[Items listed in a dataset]
····················
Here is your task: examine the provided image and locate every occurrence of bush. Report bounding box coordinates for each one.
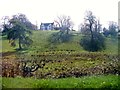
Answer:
[80,33,105,52]
[48,31,71,44]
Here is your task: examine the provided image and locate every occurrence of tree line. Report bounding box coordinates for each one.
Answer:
[2,11,119,51]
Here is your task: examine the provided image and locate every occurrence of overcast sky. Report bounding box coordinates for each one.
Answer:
[0,0,120,29]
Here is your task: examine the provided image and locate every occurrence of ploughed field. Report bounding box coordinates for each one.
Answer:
[0,31,120,88]
[2,50,120,78]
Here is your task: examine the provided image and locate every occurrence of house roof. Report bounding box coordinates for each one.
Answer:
[41,23,54,26]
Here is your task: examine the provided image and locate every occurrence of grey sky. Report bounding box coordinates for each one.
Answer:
[0,0,119,29]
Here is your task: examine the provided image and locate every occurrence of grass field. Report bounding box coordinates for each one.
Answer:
[0,31,118,54]
[2,75,120,89]
[0,31,119,88]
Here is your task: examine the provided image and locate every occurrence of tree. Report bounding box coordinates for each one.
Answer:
[80,11,105,51]
[108,21,118,37]
[55,15,73,34]
[6,16,32,50]
[49,15,73,44]
[103,21,118,38]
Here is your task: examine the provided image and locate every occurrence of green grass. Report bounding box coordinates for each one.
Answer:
[2,75,120,88]
[0,31,118,54]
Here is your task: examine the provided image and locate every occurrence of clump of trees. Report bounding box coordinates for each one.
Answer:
[49,15,73,44]
[103,21,118,38]
[80,11,105,52]
[2,14,32,50]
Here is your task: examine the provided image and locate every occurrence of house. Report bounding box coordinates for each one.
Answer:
[40,22,54,30]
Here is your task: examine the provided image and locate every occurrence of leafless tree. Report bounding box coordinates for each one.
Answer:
[55,15,74,33]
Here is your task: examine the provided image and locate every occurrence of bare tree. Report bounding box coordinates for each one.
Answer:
[55,15,74,34]
[80,11,104,51]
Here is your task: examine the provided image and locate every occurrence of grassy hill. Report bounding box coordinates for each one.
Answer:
[0,31,118,54]
[0,31,120,88]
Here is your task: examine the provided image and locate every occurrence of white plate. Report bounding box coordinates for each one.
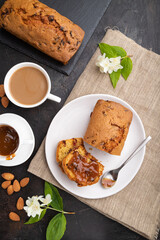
····················
§ **Problem to solve**
Format each line of the records above as a numbered list, skipping any blank lines and leaving out the pictures.

§ **Response to this exercise**
1. Here is your task: examine the provided image and locate every occurrence of bush. Report bounding box coordinates for each one.
2. Answer:
3. [80,33,105,52]
4. [48,31,71,44]
5. Here is your task: examine the provided image and locate every occurrence of tree line. Report bounding box coordinates for each one.
6. Answer:
7. [2,11,119,51]
8. Here is your task: examine the provided image and locate every occurrence of overcast sky. Report bounding box coordinates for each one.
9. Answer:
10. [0,0,120,29]
11. Here is your task: examine the provided image and locate every occurrence of ploughed field. Report bounding box coordinates for each one.
12. Answer:
13. [0,31,120,88]
14. [2,50,120,78]
15. Here is your task: examine the provided image and locate every occurrence of house roof. Report bounding box coordinates for each one.
16. Answer:
17. [41,23,54,26]
18. Here is your task: examine the provided image and locate every occurrence of grey sky. Report bounding box coordinates for each one.
19. Answer:
20. [0,0,119,29]
21. Here is your task: examine the provided image and locate every occurrence of grass field. Report bounding box coordinates for each one.
22. Answer:
23. [0,31,118,54]
24. [2,75,120,89]
25. [0,31,119,88]
26. Here is your task: examine the provided image and locate every occurrence of tree. Report bounding box coordinates for each one.
27. Answer:
28. [80,11,105,51]
29. [108,21,118,37]
30. [55,15,73,34]
31. [6,16,32,50]
32. [49,15,73,44]
33. [103,21,118,38]
34. Here is your task: examine the provided image and locate every occurrence of green grass. Report bounding box coordinates for each one.
35. Answer:
36. [2,75,120,88]
37. [0,31,118,54]
38. Here is your task: examine the provided image and locate every occurrence of clump of trees. Report bounding box coordinates for each one.
39. Answer:
40. [49,15,73,44]
41. [103,21,118,38]
42. [80,11,105,52]
43. [2,14,32,50]
44. Here is your task: examine the provided image and locate every occurrence of house. Report bounding box coordinates for each one.
45. Answer:
46. [40,22,54,30]
47. Here is your task: examine the provided image and locate every occurrence of leafless tree. Report bounding box coordinates for each one.
48. Answer:
49. [55,15,74,33]
50. Here is your task: examine the provided image and locate every occurrence of bare tree. Report bounding box coordinates for each one.
51. Answer:
52. [55,15,74,34]
53. [80,11,104,51]
54. Here is your task: examine the provided image and locate every occurrence of grassy hill. Report bounding box coordinates for each one.
55. Answer:
56. [0,31,118,54]
57. [0,31,120,88]
58. Here is your task: examine the provided image and locate every occurrence of white plate. Report bounding box coordinates for each one.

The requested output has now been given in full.